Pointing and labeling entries
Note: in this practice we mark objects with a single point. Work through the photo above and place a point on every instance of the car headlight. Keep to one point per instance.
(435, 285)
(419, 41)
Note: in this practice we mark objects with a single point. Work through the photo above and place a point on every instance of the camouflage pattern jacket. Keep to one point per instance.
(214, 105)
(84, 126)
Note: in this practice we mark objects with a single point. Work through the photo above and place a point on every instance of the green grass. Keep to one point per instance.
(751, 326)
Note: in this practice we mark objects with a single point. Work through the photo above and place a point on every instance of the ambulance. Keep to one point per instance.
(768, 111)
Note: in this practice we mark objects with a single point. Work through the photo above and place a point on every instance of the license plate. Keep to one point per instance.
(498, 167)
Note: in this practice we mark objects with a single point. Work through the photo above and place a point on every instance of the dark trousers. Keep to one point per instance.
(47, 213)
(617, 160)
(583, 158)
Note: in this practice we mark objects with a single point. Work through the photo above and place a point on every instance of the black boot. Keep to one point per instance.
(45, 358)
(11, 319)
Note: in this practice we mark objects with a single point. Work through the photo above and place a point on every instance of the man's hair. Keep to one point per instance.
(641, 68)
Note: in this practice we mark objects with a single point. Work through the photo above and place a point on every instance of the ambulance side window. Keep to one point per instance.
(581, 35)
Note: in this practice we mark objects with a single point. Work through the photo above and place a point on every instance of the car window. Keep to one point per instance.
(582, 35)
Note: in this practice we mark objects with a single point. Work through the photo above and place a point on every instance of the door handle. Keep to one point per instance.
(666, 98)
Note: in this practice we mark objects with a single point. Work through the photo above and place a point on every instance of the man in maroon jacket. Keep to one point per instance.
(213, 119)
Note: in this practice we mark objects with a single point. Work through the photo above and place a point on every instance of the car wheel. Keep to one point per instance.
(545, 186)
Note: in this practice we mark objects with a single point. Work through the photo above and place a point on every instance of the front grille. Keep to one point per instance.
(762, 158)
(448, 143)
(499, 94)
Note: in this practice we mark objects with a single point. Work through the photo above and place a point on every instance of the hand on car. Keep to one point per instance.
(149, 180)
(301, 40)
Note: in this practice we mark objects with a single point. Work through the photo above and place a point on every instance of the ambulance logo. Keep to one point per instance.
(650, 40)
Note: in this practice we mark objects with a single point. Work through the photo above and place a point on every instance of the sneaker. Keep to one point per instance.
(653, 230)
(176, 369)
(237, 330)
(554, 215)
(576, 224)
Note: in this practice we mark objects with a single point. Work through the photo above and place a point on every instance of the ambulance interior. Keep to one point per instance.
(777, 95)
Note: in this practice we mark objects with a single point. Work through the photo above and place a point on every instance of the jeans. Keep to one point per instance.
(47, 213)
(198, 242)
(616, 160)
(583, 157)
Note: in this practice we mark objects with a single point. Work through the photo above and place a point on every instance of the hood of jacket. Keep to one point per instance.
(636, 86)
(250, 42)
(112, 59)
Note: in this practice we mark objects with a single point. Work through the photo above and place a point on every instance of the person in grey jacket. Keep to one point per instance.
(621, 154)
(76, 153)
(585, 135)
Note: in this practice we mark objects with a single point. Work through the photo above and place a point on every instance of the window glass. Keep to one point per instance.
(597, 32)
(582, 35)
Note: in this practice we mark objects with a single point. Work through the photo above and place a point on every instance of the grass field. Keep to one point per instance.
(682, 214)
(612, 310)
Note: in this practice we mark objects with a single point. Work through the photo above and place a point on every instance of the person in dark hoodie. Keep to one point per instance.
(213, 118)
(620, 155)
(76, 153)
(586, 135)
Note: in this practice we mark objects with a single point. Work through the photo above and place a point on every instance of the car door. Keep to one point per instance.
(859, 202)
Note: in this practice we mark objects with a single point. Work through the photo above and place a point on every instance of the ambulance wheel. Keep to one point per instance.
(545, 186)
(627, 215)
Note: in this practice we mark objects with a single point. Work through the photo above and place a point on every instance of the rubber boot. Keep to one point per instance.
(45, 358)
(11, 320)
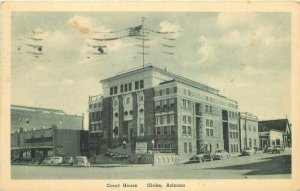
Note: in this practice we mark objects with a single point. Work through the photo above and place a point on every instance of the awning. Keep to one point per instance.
(32, 147)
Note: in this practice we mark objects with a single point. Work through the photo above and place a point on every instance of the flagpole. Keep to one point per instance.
(143, 18)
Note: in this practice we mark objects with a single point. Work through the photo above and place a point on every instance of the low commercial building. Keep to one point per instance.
(248, 130)
(46, 132)
(274, 133)
(166, 111)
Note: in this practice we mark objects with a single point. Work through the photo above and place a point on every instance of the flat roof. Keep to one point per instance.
(175, 76)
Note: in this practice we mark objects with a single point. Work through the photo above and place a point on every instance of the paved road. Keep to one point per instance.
(257, 166)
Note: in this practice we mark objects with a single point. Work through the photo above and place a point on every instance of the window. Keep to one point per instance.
(165, 119)
(189, 130)
(141, 128)
(172, 102)
(115, 102)
(115, 89)
(165, 103)
(166, 130)
(157, 104)
(189, 119)
(158, 131)
(141, 98)
(207, 132)
(211, 132)
(185, 147)
(172, 130)
(141, 84)
(168, 119)
(157, 120)
(184, 119)
(136, 85)
(190, 147)
(172, 119)
(211, 124)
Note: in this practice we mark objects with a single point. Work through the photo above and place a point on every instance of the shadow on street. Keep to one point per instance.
(270, 166)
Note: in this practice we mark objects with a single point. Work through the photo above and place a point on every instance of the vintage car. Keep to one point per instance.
(57, 160)
(47, 161)
(248, 152)
(68, 161)
(82, 161)
(221, 154)
(201, 157)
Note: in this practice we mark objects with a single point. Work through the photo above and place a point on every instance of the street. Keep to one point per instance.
(258, 166)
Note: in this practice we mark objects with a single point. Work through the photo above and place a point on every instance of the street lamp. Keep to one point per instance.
(153, 150)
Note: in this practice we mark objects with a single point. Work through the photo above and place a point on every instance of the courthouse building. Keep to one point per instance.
(168, 111)
(248, 130)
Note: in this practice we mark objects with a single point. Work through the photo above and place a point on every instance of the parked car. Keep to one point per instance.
(82, 161)
(57, 160)
(47, 161)
(68, 161)
(248, 152)
(221, 154)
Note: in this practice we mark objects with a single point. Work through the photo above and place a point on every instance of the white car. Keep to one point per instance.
(82, 161)
(57, 160)
(221, 154)
(248, 152)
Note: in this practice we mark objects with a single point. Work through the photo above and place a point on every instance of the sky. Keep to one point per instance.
(247, 56)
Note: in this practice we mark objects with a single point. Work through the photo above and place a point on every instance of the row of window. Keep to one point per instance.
(250, 143)
(233, 134)
(233, 126)
(232, 115)
(209, 123)
(187, 104)
(96, 127)
(208, 109)
(127, 87)
(187, 119)
(95, 115)
(165, 130)
(164, 119)
(209, 132)
(185, 147)
(186, 130)
(95, 105)
(166, 91)
(165, 103)
(234, 148)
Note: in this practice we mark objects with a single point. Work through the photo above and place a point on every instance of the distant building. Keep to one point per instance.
(30, 118)
(152, 105)
(275, 132)
(46, 132)
(248, 130)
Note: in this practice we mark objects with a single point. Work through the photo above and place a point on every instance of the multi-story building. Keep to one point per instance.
(275, 132)
(30, 118)
(152, 105)
(248, 130)
(46, 132)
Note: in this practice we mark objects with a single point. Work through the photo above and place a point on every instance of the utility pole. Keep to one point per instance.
(143, 19)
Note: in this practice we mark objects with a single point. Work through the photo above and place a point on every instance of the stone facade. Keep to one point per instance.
(177, 114)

## WHAT THIS TASK INVOLVES
Transcribe the whole listing above word for word, leaving out the pictures.

## RESULT
Note: in this practice we mark objects with a single point. Work through the photo above and place a point on every instance of the car headlight. Keep to one point per instance.
(435, 285)
(419, 41)
Note: in this practice we mark objects with a single point. Work through the photo above and place a point on every instance of the camouflage pattern jacket. Keep to one point per instance.
(214, 105)
(84, 126)
Note: in this practice we mark objects with a single point. Work through the photo above and place a point on every instance of the green grass. Keep to one point per instance.
(751, 326)
Note: in this practice we mark objects with a single point. Work through the photo above and place a point on every instance of the ambulance. Keep to one point per instance.
(768, 111)
Note: in this practice we mark objects with a single point. Work through the photo above and place a point on every instance of the license plate. Keep to one point per instance.
(498, 167)
Note: in this practice we mark objects with a single point. Work through the photo above and place a point on every instance of the dark trousers. Keep to one point per instance.
(47, 213)
(617, 160)
(583, 158)
Note: in this practice we mark objects with a single point. Work through the photo above and place a point on every instance of the black boot. Keep to one point per instance.
(45, 358)
(11, 319)
Note: in this practice we mark objects with a single point. Work through the photo above and place a point on every instance of the man's hair. Keep to one point per instance.
(641, 68)
Note: in this practice we mark objects with a single point. Work through the photo above and place a point on every instance of the ambulance side window. Keep to one point per instance.
(581, 35)
Note: in this practice we mark objects with a single point. Work through the photo above and place a point on every instance of the car window. Keep to one point per instance.
(582, 35)
Note: in this practice we mark objects with a single point. Work through the photo above and place a point on every instance of the door handle. Keep to one point per instance.
(666, 98)
Note: in this practice we mark objects with a single point. Work through the photo above and place a point on every instance of the man in maroon jacket. Keep to one point per instance.
(213, 119)
Note: in this practice we mark objects with a single point. Work through the photo above and place a point on every instance of the car wheel. Keep to one point per instance.
(545, 186)
Note: in this practice we mark objects with a single point. Work through the photo above and place a point on every instance of the front grille. Keep to one point per instance.
(762, 158)
(448, 143)
(499, 94)
Note: in this practice we mark objects with a single point. Work through the photo above and place a point on every instance of the hand on car. Keep to one point per instance.
(149, 180)
(301, 40)
Note: in this practice we mark objects with a single point. Work through the photo above and place a point on every instance of the ambulance logo. Keep to one point per instance.
(650, 40)
Note: in this practice we mark objects with a single point. Work through the photo above and place a point on every instance of the sneaker. Keep to one point per instance.
(653, 230)
(176, 369)
(237, 330)
(554, 215)
(576, 224)
Note: in this practice we mark objects with a single point. Work through the photo above and place a point on every instance of the ambulance interior. Keep to one point per instance.
(777, 95)
Note: in this practice we mark objects with a single point. Work through the photo above and place a point on every instance of the jeans. Keep to one point per instance.
(47, 213)
(198, 242)
(616, 160)
(583, 157)
Note: in this practice we mark objects with a single point. Work through the photo above and place a point on every instance of the hood of jacket. Keep to one point per instance.
(636, 86)
(250, 42)
(112, 59)
Note: in this practice we mark objects with a single point. Work through the photo above and place a point on every instance of the person in grey jacket. Keep to one point per instance.
(621, 154)
(76, 153)
(585, 135)
Note: in this practice we mark objects with a single point. Work through the photo above and place a point on every instance of the window glass. Keep to one point per instance.
(597, 32)
(582, 35)
Note: in this practice we mark objects with a single point. Work through the photo above and place a point on every instance of the grass field. Keep to one point per instance.
(682, 214)
(612, 310)
Note: in this practice we mark objects with a single point. Work through the photo above and place a point on every instance of the person in dark hoodie. Keep to one point per instance.
(213, 118)
(620, 155)
(76, 153)
(586, 135)
Note: in this practice we mark objects with a single point. Work through the photo above and place a point on every instance of the car door. Keep to one point per instance.
(859, 202)
Note: in this practice we mark objects with a single point. Work through the photo above and place a point on every instance of the ambulance wheel. Keep to one point per instance.
(545, 186)
(627, 215)
Note: in this practice we mark objects with a single point. Work through the photo above and place a point on every instance of the rubber boot. Keep to one point per instance.
(45, 358)
(11, 320)
Note: in this practice we mark objects with a single point. Work through the photo above and place a point on every instance of the awning. Keep to one point per instance.
(32, 147)
Note: in this practice we mark objects with a single point. Work through the photo above and place a point on every instance of the flagpole. Keep to one point per instance.
(143, 18)
Note: in this practice we mark objects with a single point. Work through the photo above and place a point on every instance of the low commercial building. Keep to one point per instance.
(248, 130)
(46, 132)
(274, 133)
(166, 111)
Note: in this practice we mark objects with a single point. Work through the photo above and place a point on every instance of the flat roof. Keep to one point per instance.
(175, 76)
Note: in this practice we mark objects with a single point. Work through the photo above and place a point on every instance of the paved road. Keep to one point per instance.
(257, 166)
Note: in this practice we mark objects with a single point. Work through the photo above and place a point on every instance of the window. Keep to one point per instance.
(165, 119)
(189, 130)
(141, 128)
(172, 102)
(115, 102)
(115, 89)
(165, 103)
(166, 130)
(157, 104)
(189, 119)
(158, 131)
(141, 98)
(207, 132)
(211, 132)
(185, 147)
(172, 130)
(141, 84)
(168, 119)
(157, 120)
(184, 119)
(136, 85)
(190, 147)
(172, 119)
(211, 124)
Note: in this practice we mark objects with a single point. Work through the photo above and place a point on every instance of the shadow on street. Keep to one point per instance.
(270, 166)
Note: in this practice we mark objects with a single point. Work through the photo above and place a point on every instance of the vintage car. Keep to one point per instance.
(57, 160)
(47, 161)
(248, 152)
(68, 161)
(82, 161)
(221, 154)
(201, 157)
Note: in this practice we mark objects with a single point. Work through the photo above and place a point on every instance of the street. Keep to one point per instance.
(258, 166)
Note: in this practice we mark objects with a single point. Work through the photo above and place a point on every instance of the street lamp. Keep to one point per instance.
(153, 150)
Note: in this practice we mark objects with a single point. Work through the photo above and place a point on every instance of the courthouse building. Keep to one point per instance.
(168, 111)
(248, 130)
Note: in this practice we mark objects with a single point. Work through the photo above and place a point on every instance of the parked car. Keep to one point per instance.
(82, 161)
(57, 160)
(47, 161)
(68, 161)
(248, 152)
(221, 154)
Note: in this practice we mark objects with a single point. Work through the photo above and place a point on every instance of the white car. Keep to one point per instance.
(82, 161)
(57, 160)
(221, 154)
(248, 152)
Note: in this practice we mark objects with a single point. Work through the photo above and place a point on every instance of the sky. Keep to one point per instance.
(247, 56)
Note: in this practice we mark objects with a single point. Work through the photo above and place a point on every instance of the row of window. Keep to one point per instance.
(250, 143)
(233, 134)
(233, 126)
(232, 115)
(209, 123)
(187, 104)
(96, 127)
(208, 109)
(127, 87)
(187, 119)
(95, 115)
(165, 130)
(164, 119)
(209, 132)
(185, 147)
(186, 130)
(95, 105)
(166, 91)
(165, 103)
(234, 148)
Note: in this practice we mark objects with a single point. Work through the photo above and place a point on every instance of the distant building. Keep to one point per instance.
(30, 118)
(152, 105)
(275, 132)
(46, 132)
(248, 130)
Note: in this practice we mark objects with a single point. Work through the photo above and place a point on every instance of the multi-story building. Keep to one point per instance.
(275, 132)
(30, 118)
(152, 105)
(248, 130)
(46, 132)
Note: in this practice we mark objects with a single point. Work through the photo above and place a point on every instance of the utility pole. Keep to one point per instance.
(143, 19)
Note: in this practice we mark objects with a single point. Work through the photo above and place a point on every instance of the stone facade. Keep to one point per instance.
(177, 114)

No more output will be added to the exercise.